__Problem to solve__
Rewrite the part that opens with the line containing "the panda's muzzle" and closes with the line containing "In this exercise you will annotate each instance of the pagoda", switching "paved walkway" to "stone path" and keeping everything else the same. Leave the pictures out.

[Part of a data file]

* * * * *

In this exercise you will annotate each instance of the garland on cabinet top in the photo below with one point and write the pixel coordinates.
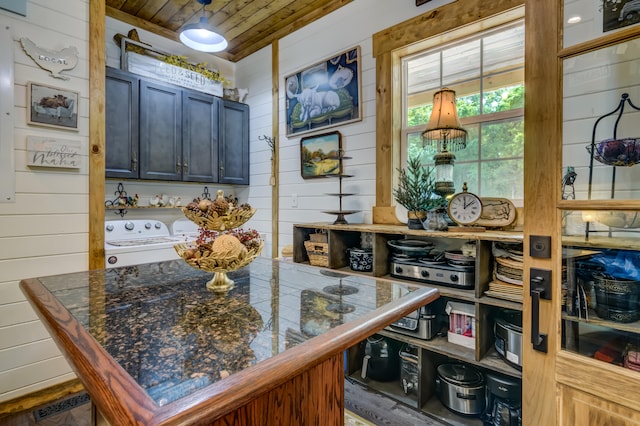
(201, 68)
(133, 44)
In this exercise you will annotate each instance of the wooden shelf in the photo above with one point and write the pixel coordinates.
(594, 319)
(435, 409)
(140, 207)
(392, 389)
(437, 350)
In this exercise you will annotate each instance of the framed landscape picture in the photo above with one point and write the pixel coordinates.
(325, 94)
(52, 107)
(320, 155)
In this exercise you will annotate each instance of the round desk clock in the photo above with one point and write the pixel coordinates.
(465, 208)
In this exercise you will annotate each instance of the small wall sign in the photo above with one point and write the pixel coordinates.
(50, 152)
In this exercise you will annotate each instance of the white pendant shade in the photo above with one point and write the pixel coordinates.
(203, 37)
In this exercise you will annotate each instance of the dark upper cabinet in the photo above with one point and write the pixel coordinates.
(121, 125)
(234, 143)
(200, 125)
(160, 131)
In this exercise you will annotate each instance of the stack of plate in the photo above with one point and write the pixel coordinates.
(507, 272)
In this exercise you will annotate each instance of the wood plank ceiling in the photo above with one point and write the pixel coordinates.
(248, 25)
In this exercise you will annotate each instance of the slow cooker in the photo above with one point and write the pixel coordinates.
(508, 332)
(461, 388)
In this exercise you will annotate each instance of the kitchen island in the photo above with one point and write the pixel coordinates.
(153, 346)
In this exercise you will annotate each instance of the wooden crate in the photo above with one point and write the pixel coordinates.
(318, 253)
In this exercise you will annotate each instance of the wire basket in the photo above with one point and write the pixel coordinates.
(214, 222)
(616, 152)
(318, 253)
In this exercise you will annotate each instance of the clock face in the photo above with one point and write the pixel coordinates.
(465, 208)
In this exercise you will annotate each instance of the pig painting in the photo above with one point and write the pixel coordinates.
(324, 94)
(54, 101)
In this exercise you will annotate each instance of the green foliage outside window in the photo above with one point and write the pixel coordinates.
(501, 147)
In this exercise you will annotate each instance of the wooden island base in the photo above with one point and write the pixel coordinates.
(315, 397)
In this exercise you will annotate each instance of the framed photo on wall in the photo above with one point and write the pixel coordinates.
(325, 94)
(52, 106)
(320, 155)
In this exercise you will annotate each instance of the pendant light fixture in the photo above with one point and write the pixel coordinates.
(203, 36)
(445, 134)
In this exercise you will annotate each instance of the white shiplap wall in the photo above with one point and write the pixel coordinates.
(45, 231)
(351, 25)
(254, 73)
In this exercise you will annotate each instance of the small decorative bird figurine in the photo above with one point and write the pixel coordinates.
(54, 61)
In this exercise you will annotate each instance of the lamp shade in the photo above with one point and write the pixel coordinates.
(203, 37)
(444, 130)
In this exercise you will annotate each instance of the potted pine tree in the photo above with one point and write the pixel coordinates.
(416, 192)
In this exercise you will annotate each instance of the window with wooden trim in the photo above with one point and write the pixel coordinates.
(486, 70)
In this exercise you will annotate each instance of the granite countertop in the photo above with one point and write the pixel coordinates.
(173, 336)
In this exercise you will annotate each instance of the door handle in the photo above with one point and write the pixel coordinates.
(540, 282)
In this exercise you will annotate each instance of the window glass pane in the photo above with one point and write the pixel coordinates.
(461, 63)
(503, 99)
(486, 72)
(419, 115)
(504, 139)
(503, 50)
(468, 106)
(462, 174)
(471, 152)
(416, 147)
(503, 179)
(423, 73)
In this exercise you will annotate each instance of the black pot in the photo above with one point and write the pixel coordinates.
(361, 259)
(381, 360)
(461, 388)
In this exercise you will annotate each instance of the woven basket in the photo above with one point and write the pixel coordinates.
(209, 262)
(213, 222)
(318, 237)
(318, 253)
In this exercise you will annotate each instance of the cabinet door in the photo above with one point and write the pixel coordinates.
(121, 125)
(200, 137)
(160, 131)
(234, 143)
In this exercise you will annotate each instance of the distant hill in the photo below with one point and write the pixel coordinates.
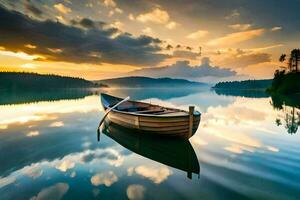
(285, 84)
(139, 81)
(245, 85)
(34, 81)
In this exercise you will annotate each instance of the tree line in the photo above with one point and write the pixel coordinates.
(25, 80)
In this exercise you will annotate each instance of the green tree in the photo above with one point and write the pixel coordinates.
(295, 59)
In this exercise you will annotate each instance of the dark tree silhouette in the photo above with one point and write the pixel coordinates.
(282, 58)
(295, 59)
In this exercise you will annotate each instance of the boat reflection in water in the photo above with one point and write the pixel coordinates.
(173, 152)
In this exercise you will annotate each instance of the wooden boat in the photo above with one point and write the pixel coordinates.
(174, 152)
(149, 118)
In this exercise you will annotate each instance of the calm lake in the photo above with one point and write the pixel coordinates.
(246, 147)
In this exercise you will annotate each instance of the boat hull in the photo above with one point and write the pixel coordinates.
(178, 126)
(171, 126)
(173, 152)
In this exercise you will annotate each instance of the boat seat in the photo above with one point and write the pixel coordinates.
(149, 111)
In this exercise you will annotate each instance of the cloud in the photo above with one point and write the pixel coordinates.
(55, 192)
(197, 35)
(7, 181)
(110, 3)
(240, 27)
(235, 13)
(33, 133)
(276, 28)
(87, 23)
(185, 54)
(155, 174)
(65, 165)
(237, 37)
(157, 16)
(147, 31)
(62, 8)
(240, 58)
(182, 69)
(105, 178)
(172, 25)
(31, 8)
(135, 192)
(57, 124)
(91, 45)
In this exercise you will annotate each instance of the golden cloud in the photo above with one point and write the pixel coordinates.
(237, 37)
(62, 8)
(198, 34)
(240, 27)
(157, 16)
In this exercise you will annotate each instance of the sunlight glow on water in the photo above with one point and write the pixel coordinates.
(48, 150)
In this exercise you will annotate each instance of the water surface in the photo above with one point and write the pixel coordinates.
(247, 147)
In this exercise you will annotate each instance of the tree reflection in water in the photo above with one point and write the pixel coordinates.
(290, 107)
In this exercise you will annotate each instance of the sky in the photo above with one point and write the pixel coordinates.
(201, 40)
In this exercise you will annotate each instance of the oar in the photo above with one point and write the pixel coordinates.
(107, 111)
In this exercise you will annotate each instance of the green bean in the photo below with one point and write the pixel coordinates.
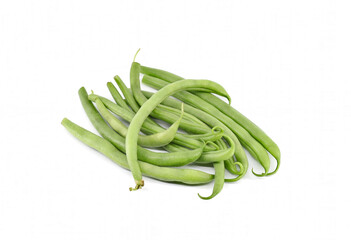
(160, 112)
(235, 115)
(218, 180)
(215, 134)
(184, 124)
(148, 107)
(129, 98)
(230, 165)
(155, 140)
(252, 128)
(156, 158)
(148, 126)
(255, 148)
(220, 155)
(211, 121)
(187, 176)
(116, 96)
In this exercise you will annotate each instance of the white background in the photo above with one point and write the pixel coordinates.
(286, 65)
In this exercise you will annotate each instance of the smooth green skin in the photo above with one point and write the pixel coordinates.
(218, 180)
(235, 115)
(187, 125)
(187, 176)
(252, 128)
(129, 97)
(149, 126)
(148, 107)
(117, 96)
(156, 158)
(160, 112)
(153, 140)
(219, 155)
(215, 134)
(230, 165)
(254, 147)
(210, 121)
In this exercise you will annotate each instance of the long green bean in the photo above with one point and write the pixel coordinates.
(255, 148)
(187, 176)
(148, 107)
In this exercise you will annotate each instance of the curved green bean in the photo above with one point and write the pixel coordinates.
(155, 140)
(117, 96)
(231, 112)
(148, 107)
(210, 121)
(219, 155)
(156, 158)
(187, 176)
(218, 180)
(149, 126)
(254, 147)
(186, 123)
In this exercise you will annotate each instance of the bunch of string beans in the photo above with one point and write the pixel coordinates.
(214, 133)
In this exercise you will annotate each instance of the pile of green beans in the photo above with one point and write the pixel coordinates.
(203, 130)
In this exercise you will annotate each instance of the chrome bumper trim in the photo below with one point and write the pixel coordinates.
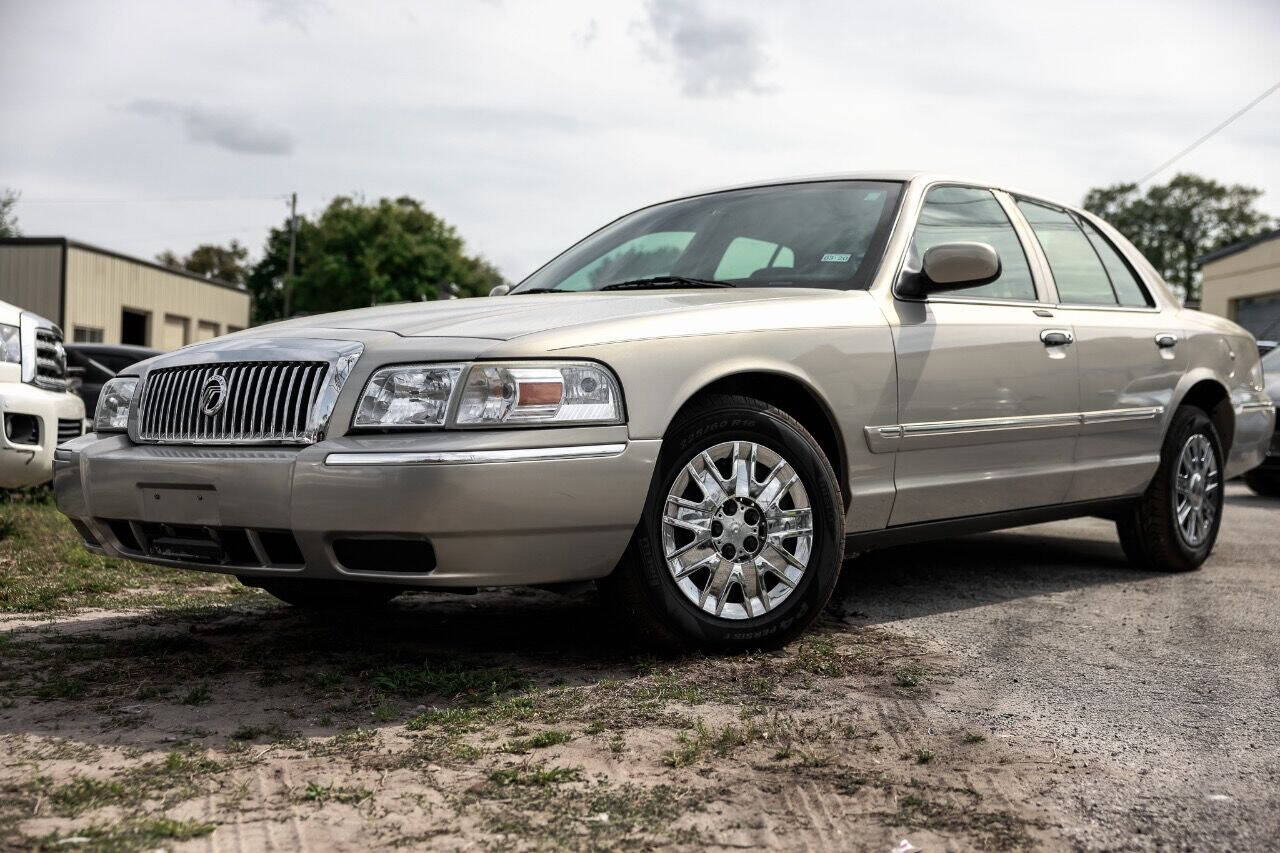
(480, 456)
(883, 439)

* * * * *

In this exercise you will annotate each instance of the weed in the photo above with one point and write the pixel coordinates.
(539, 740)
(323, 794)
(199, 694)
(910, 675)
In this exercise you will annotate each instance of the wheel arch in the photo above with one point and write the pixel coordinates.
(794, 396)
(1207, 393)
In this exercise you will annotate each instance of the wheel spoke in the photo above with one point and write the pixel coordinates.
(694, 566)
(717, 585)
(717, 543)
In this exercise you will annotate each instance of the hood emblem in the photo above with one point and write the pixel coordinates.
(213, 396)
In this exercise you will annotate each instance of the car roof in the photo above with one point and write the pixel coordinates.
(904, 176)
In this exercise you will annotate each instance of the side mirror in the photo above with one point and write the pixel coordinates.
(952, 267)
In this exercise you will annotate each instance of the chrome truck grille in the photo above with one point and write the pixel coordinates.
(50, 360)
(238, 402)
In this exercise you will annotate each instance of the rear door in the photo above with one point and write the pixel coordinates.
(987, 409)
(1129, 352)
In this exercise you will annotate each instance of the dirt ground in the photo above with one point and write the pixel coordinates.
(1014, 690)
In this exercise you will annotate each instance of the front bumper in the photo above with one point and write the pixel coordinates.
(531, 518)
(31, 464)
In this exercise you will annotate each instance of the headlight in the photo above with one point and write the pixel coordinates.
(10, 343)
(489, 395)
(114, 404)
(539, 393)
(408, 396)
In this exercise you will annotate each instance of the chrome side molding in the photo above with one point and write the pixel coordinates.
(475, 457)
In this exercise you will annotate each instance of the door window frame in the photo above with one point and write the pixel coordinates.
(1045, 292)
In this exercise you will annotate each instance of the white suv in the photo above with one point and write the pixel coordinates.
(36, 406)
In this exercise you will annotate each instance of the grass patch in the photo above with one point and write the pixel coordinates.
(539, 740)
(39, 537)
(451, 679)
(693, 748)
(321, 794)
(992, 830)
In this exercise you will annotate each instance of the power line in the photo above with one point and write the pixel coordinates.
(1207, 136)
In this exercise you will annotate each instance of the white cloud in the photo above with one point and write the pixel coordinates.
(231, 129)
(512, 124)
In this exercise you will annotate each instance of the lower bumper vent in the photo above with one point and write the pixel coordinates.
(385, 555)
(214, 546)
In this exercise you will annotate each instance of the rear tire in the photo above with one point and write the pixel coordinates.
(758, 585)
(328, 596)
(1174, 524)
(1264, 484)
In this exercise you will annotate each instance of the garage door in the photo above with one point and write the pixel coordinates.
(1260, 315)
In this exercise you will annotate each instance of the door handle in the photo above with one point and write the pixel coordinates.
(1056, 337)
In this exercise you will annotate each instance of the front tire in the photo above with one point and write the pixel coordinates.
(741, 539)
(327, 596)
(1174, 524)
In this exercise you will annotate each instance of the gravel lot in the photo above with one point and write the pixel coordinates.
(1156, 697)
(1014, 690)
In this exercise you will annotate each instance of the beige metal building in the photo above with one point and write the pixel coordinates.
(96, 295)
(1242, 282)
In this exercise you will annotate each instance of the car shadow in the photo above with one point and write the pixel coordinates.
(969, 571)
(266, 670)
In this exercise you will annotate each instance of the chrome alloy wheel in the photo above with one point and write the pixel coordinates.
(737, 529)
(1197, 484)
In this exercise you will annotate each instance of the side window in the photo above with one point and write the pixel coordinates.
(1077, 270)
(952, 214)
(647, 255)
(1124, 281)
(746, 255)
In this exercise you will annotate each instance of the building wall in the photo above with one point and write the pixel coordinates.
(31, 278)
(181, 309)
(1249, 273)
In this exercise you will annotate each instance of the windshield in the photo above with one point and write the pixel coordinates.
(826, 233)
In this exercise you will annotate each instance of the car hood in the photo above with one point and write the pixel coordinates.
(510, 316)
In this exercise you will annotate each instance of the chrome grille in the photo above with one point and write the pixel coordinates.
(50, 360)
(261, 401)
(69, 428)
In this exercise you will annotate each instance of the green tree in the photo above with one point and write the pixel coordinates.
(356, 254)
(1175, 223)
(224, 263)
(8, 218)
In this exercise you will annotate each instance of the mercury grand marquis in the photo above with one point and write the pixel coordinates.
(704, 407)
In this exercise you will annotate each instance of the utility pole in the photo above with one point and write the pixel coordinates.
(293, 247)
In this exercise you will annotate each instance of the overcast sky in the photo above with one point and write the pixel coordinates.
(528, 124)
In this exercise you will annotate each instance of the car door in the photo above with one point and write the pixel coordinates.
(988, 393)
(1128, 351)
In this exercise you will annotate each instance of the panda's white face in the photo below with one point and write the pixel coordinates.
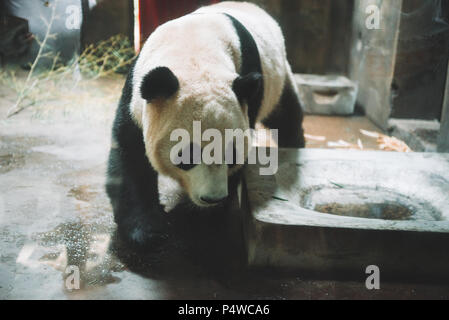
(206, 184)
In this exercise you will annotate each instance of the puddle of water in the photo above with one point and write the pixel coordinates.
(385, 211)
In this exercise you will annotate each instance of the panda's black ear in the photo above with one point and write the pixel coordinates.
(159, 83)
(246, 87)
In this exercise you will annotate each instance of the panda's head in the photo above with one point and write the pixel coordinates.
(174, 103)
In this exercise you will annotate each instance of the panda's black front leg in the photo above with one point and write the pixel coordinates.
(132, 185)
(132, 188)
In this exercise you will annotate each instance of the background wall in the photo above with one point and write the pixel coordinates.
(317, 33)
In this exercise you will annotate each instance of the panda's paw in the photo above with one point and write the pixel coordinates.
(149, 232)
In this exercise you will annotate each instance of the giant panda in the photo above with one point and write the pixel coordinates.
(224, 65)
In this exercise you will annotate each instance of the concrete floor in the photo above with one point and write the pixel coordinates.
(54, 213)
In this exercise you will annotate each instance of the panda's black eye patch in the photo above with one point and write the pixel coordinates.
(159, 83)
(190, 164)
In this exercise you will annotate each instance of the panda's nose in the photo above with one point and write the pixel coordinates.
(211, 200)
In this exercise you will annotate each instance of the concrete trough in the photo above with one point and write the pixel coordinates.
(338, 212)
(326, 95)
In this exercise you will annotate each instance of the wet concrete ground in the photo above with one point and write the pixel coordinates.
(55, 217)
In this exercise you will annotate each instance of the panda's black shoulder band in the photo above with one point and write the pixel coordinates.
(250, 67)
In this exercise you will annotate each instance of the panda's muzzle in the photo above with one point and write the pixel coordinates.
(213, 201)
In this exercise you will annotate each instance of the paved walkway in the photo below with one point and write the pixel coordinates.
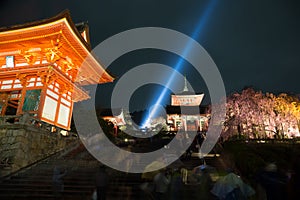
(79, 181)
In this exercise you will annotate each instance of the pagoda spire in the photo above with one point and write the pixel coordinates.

* * * * *

__Solution below__
In this exercise you will annotate each instance of the panda's muzzle in the photo above with one point and write the pixel coordinates.
(213, 201)
In this exercise you will annotate each instance of the stone path in the photo below with one point and write the pixel coordinates.
(79, 181)
In this exercise you will annotate each instance of the pagoda spire in the photo above with one point and write the pixel coordinates.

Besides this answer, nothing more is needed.